EXERCISE DESCRIPTION: Write the lines of the material below as a numbered list. Begin at the line that contains "Task: If you could tag each instance of the black carbon", go through the last line of the material, and leave out any blank lines.

Records:
# # # # #

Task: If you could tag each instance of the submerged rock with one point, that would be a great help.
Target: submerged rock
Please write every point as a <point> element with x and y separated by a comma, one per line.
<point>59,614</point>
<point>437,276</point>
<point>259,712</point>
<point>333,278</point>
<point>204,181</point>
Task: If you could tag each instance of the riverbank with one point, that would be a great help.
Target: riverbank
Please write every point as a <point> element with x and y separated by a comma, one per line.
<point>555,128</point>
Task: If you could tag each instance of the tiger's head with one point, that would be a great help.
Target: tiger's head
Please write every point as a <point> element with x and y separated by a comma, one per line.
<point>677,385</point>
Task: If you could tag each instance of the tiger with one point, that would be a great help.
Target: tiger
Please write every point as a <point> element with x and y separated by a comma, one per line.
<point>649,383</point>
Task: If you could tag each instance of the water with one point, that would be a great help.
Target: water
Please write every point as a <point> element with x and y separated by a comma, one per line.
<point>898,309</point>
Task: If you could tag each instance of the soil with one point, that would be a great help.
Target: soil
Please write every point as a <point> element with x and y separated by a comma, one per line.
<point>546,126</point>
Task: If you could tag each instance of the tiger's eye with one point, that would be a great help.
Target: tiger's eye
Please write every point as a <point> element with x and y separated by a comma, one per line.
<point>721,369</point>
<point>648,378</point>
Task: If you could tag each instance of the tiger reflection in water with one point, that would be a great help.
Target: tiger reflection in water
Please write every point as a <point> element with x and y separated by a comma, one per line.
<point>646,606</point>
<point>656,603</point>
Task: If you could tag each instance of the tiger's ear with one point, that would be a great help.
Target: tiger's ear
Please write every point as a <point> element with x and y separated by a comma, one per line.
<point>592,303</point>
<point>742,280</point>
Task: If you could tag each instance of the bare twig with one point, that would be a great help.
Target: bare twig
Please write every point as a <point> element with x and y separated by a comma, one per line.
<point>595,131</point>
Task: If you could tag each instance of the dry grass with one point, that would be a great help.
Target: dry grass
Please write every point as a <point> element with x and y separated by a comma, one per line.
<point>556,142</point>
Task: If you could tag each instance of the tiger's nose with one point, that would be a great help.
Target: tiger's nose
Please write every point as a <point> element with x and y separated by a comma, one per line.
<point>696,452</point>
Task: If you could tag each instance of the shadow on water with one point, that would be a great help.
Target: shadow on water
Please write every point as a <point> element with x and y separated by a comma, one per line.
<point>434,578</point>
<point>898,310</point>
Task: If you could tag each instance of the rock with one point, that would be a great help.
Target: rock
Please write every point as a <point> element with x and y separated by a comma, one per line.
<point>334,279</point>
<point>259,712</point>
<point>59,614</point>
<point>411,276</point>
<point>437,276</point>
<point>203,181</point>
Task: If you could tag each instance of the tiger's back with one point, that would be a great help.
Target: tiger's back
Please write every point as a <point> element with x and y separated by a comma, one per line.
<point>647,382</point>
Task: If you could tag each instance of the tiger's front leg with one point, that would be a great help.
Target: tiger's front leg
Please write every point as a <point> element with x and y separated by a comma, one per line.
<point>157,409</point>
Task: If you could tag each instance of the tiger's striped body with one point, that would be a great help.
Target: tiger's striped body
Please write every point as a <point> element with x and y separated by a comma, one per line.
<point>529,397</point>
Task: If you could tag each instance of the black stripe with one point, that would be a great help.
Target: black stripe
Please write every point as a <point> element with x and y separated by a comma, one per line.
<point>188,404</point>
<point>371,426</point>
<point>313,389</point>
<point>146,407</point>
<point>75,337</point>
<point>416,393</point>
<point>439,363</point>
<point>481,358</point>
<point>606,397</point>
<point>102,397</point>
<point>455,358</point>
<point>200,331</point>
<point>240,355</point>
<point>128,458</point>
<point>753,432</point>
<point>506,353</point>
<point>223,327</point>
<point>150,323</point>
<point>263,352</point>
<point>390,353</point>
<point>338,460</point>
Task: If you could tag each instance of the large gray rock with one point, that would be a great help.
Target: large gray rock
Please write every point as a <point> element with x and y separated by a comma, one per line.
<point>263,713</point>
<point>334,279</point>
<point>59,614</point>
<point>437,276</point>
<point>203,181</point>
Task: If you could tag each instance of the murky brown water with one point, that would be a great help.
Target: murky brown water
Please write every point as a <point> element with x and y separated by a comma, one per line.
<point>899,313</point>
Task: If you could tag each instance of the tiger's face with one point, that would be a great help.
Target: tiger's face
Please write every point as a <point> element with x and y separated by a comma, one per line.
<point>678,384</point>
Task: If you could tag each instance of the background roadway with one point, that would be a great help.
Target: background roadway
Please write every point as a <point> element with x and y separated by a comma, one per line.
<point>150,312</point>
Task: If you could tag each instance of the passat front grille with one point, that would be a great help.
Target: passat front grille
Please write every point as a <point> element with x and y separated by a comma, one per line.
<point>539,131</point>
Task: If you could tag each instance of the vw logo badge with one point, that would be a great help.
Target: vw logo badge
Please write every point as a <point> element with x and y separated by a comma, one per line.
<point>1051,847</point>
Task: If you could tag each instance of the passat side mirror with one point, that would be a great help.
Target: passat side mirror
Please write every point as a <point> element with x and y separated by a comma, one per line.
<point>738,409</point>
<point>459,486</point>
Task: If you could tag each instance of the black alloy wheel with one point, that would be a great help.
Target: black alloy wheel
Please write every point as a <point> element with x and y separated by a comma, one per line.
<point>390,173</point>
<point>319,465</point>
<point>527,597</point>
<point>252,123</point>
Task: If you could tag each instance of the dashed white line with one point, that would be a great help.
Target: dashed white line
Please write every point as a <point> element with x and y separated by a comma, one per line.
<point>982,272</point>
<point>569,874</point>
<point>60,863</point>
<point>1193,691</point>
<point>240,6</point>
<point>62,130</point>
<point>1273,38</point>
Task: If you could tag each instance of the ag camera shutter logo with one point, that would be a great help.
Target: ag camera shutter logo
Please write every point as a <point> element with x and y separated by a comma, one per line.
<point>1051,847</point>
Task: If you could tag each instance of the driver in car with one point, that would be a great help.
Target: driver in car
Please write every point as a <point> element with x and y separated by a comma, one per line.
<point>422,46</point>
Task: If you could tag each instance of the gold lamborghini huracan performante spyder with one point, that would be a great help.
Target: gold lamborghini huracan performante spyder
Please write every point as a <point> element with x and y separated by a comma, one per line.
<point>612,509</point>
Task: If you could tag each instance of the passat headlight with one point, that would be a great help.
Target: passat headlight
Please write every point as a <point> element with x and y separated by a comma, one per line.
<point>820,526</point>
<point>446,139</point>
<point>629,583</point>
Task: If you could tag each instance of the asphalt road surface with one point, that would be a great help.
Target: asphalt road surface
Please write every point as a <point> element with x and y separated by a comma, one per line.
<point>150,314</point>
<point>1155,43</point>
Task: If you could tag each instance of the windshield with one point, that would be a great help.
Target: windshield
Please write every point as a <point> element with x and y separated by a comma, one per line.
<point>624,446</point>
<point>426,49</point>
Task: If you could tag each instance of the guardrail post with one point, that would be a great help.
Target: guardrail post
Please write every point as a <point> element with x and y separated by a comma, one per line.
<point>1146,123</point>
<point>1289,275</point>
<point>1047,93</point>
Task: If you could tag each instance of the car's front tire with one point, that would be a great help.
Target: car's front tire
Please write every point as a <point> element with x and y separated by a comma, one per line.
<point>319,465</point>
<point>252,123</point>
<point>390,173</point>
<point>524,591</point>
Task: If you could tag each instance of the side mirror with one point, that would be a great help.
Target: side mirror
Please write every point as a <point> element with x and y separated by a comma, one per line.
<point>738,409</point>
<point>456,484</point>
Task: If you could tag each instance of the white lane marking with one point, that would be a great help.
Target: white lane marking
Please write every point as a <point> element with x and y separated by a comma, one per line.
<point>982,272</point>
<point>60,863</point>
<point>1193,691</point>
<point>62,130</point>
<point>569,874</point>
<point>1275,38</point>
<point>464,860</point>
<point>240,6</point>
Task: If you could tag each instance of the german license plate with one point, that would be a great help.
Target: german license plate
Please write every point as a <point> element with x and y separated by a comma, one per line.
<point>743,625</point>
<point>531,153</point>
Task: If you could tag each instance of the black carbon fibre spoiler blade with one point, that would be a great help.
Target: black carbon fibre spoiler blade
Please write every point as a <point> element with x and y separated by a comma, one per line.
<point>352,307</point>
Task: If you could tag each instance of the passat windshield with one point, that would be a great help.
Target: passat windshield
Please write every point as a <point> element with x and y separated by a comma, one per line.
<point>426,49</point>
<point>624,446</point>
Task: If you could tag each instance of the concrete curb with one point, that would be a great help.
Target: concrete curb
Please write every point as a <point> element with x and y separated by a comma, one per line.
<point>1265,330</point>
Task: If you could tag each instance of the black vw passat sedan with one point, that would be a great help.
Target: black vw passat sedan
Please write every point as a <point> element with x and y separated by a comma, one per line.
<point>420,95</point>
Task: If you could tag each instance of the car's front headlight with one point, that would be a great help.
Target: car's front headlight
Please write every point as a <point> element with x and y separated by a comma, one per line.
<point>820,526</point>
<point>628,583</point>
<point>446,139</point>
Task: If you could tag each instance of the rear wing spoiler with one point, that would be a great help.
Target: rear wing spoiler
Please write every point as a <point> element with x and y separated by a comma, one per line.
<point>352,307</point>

# # # # #

PROBLEM SOLUTION:
1. Task: If you could tag each instance of the black carbon fibre spoiler blade with one point, that would be a great help.
2. Target: black carbon fibre spoiler blade
3. Please write every point as a <point> element with x and y separated by a comma, one per line.
4. <point>352,307</point>
5. Task: If you could tag each instance of the passat windshield with one point, that would be a great help.
6. Target: passat windshield
7. Please write every point as a <point> element with x and y separated by a comma, one per line.
8. <point>426,49</point>
9. <point>624,446</point>
10. Task: If you could tag each instance of the concrete curb with one point, that would be a great help.
11. Target: concrete curb
12. Please write every point as a <point> element with x and y separated by a comma, one per line.
13. <point>1265,330</point>
14. Task: If you could tag each instance of the black vw passat sedan with one point, that would be a great help.
15. Target: black vw passat sedan
16. Please write every point as a <point> element with x and y separated by a comma, one per line.
17. <point>420,95</point>
18. Task: If you could tag each instance of the car's front headlight with one point, that would be a great help.
19. Target: car's front headlight
20. Please write every point as a <point> element with x and y separated by a comma, one per line.
21. <point>820,526</point>
22. <point>628,583</point>
23. <point>446,139</point>
24. Task: If you could tag each instance of the rear wing spoiler with one point, that would be a great help.
25. Target: rear wing spoiler
26. Please write every point as a <point> element with x and y separated by a comma, one per line.
27. <point>352,307</point>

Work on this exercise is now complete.